* [STATED EXERCISE]: Return each of the following lines unchanged, character for character.

* [GIVEN ENTRIES]:

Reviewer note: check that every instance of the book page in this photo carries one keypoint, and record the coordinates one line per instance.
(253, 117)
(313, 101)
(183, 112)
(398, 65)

* [EXERCISE ANSWER]:
Reviewer note: check that every instance of the book page in this photo carries one keypoint, and record the coordinates one line per instance.
(253, 117)
(313, 101)
(183, 112)
(398, 65)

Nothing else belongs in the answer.